[START Excerpted passage]

That is a little weird that it was a transient glitch of a failure.

> Tried to use ssh and saw a "bad permissions" error on my .ssh/config file.
>
> I do ls -l and i see uids/gids of 2^32-1 or a similar very large integer.
>
> WTF ?!

Are you using --manage-gids?

root@fs:~# grep manage-gids /etc/default/nfs-kernel-server
RPCMOUNTDOPTS=--manage-gids

$ man rpc.mountd

-g or --manage-gids
Accept requests from the kernel to map user id numbers into
lists of group id numbers for use in access control. An NFS
request will normally (except when using Kerberos or other
cryptographic authentication) contains a user-id and a list of
group-ids. Due to a limitation in the NFS protocol, at most 16
groups ids can be listed. If you use the -g flag, then the list
of group ids received from the client will be replaced by a list
of group ids determined by an appropriate lookup on the
server. Note that the 'primary' group id is not affected so a
newgroup command on the client will still be effective. This
function requires a Linux Kernel with version at least 2.6.21.

[END Excerpted passage]
[START Dataset content]

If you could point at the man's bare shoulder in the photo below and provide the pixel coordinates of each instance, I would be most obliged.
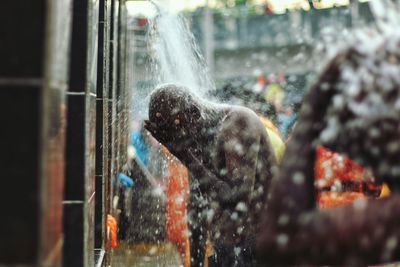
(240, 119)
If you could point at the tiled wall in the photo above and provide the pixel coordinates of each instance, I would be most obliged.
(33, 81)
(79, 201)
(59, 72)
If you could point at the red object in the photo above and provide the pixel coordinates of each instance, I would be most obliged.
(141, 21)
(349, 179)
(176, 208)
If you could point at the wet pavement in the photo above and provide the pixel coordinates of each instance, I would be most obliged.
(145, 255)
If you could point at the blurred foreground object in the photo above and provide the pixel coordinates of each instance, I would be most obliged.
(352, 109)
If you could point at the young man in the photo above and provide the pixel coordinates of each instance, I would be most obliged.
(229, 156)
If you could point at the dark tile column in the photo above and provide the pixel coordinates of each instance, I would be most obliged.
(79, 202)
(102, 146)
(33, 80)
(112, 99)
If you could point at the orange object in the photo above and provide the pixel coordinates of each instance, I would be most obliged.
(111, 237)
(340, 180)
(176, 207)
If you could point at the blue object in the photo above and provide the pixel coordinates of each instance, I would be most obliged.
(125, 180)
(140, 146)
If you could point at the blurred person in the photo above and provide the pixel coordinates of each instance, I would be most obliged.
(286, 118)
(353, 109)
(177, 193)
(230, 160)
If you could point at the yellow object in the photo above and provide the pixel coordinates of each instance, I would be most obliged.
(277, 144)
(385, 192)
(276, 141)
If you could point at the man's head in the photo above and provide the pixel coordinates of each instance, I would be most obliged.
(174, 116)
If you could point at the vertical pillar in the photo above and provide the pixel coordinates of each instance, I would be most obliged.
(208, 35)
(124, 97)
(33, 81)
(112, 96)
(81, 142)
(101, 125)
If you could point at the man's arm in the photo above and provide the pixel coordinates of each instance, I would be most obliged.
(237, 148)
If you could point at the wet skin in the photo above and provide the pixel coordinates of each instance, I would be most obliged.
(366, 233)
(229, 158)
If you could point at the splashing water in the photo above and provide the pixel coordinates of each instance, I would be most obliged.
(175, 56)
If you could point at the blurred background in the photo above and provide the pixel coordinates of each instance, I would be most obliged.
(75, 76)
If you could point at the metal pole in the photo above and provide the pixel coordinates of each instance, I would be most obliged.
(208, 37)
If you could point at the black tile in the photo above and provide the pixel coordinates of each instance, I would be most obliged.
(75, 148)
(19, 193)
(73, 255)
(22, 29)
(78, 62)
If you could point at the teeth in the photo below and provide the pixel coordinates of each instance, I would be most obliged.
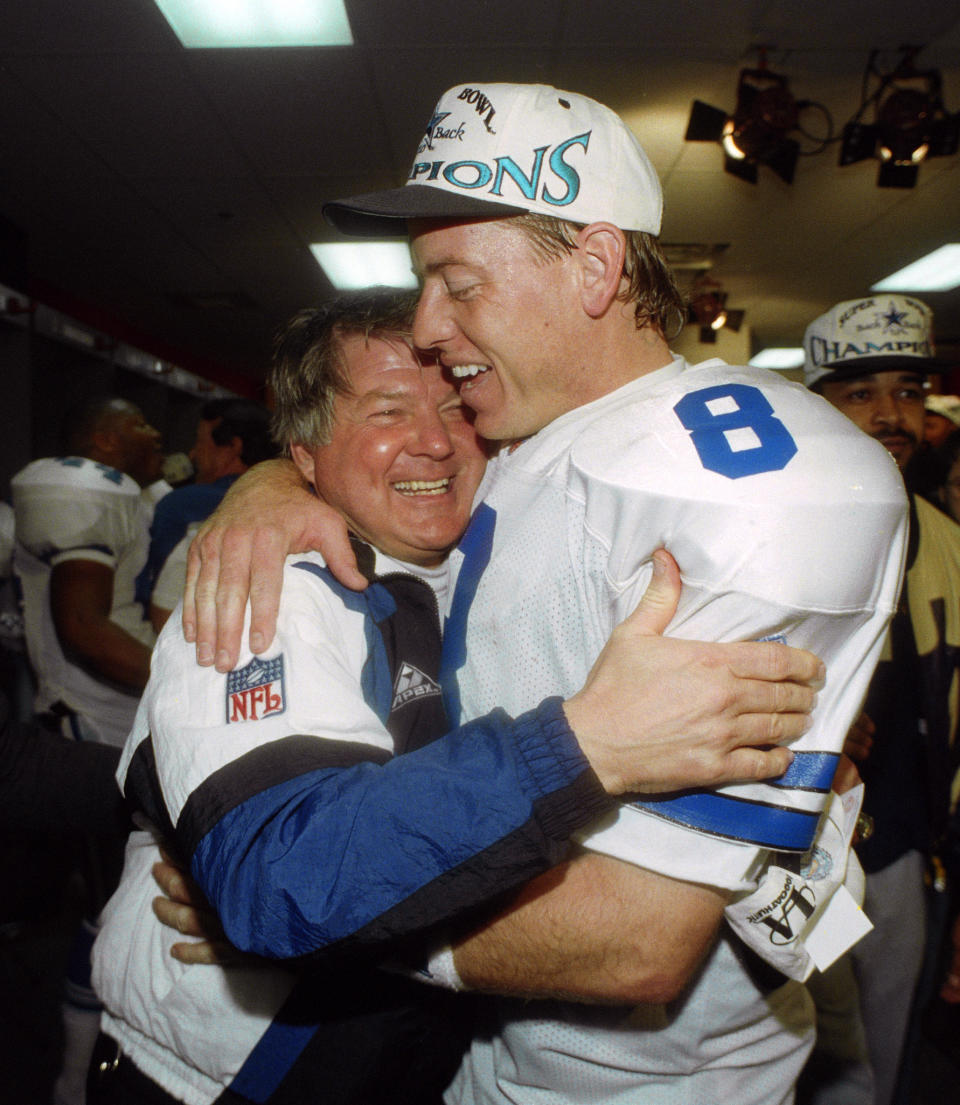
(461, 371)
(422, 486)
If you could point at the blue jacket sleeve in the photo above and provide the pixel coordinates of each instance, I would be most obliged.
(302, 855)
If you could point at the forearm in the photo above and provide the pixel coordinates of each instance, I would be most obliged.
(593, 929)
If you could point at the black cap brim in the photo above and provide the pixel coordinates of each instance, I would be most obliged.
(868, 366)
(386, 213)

[END Dataset content]
[START Dataset content]

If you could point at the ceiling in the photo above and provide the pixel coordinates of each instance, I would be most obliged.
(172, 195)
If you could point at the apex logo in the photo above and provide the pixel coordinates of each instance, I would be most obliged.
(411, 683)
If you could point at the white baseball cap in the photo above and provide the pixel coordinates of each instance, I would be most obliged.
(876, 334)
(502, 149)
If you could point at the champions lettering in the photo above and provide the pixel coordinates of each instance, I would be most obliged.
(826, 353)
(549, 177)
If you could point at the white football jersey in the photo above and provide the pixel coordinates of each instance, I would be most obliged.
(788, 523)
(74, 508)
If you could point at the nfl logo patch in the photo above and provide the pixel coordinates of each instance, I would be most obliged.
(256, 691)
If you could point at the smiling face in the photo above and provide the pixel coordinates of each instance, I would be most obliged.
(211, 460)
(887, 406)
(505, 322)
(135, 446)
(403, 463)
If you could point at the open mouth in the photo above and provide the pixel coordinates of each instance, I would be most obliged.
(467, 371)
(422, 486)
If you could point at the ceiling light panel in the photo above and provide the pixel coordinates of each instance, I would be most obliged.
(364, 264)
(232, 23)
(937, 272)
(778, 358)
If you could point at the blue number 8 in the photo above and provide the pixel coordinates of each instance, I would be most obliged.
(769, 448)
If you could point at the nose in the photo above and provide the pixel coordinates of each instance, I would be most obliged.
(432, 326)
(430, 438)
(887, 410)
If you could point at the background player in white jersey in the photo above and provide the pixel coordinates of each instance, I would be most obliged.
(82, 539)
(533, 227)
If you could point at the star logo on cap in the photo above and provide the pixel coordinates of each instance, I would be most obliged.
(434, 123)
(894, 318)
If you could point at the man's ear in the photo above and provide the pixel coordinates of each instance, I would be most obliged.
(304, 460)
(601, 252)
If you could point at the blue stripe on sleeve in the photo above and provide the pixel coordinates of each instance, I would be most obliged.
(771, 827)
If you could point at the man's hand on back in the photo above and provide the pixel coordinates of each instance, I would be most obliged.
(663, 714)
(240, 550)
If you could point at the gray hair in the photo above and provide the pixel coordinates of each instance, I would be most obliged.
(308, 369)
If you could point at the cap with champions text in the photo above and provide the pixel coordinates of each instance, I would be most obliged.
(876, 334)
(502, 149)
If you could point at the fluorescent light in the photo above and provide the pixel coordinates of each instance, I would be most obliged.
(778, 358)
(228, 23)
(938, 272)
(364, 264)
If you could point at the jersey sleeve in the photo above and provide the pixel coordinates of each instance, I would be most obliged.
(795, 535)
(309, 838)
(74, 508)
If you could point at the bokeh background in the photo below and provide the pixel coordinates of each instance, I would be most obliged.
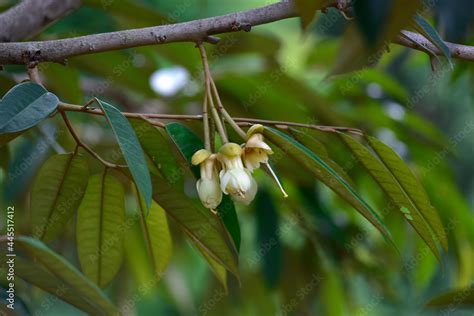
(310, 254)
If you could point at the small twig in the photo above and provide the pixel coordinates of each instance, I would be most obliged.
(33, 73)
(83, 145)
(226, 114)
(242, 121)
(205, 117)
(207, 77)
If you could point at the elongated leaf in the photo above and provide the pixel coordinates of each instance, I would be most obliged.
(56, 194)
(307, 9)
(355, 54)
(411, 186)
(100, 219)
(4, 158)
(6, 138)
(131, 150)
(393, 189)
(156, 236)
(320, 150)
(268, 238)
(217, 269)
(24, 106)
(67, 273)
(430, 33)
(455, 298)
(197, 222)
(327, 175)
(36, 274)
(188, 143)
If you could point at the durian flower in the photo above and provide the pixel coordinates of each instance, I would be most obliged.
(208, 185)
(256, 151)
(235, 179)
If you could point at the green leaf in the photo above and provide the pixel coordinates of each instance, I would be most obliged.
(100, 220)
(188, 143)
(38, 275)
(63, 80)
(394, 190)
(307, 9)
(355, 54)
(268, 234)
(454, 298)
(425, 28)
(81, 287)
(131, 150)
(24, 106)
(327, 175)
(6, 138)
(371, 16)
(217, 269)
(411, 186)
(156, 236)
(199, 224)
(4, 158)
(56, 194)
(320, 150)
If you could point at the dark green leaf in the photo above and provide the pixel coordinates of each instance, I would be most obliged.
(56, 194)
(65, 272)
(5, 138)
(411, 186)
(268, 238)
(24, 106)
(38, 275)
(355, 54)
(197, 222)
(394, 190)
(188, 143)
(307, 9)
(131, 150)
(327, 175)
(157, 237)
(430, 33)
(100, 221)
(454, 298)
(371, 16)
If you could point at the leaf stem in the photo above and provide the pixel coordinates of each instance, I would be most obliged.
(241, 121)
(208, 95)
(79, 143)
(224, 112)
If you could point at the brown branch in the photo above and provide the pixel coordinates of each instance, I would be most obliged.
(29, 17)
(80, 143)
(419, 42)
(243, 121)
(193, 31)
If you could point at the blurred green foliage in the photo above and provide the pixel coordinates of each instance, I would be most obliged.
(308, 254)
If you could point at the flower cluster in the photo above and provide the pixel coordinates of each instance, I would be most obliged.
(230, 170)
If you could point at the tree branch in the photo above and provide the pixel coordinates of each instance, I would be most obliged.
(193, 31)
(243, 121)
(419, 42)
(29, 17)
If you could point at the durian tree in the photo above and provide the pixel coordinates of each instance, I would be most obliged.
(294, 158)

[END Dataset content]

= Written request A =
In the NFS passage, please rewrite the lines between "-g or --manage-gids" and "at least 2.6.21.", inclusive, changing every "client" to "workstation".
= Written request B =
According to the NFS passage, what is the minimum Linux kernel version required for the --manage-gids function?

= Worked solution A =
-g or --manage-gids
Accept requests from the kernel to map user id numbers into
lists of group id numbers for use in access control. An NFS
request will normally (except when using Kerberos or other
cryptographic authentication) contains a user-id and a list of
group-ids. Due to a limitation in the NFS protocol, at most 16
groups ids can be listed. If you use the -g flag, then the list
of group ids received from the workstation will be replaced by a list
of group ids determined by an appropriate lookup on the
server. Note that the 'primary' group id is not affected so a
newgroup command on the workstation will still be effective. This
function requires a Linux Kernel with version at least 2.6.21.

= Worked solution B =
Version 2.6.21